* **OBJECTIVE**:
Reproduce the listing from the line containing "of the light" through the end of the listing, both ends included, and include the request text. Scale every coordinate in the answers by 1.25 and round each to a whole number, with halves rounded up.

* **RECORDS SUPPLIED**:
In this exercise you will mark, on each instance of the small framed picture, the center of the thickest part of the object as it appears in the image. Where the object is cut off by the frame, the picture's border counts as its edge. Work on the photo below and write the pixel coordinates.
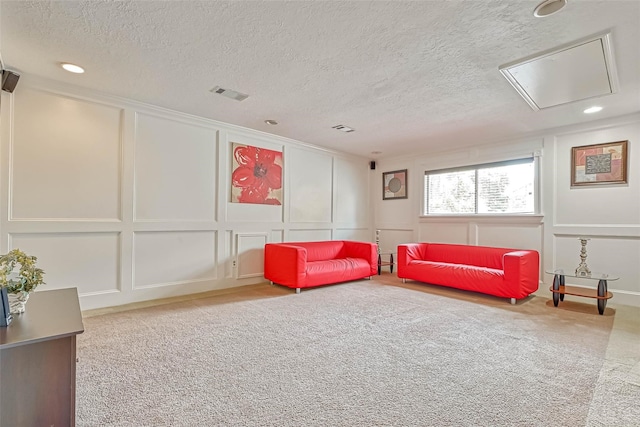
(394, 185)
(599, 164)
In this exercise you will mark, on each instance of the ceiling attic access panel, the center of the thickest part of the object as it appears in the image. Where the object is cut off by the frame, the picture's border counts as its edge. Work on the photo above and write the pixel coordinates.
(570, 73)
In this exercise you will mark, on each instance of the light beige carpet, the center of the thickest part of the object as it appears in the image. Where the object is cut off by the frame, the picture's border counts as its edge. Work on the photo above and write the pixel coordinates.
(358, 354)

* **OUTPUT FOR THIS EXERCISE**:
In this exercise you will mark, on each instance of the light beige carpet, the center of the thickest part of the object as it appears in the image. Where the object is cut off by the frame, the picture's border counts as its edge. Work on the photo above and write the pixel coordinates.
(448, 443)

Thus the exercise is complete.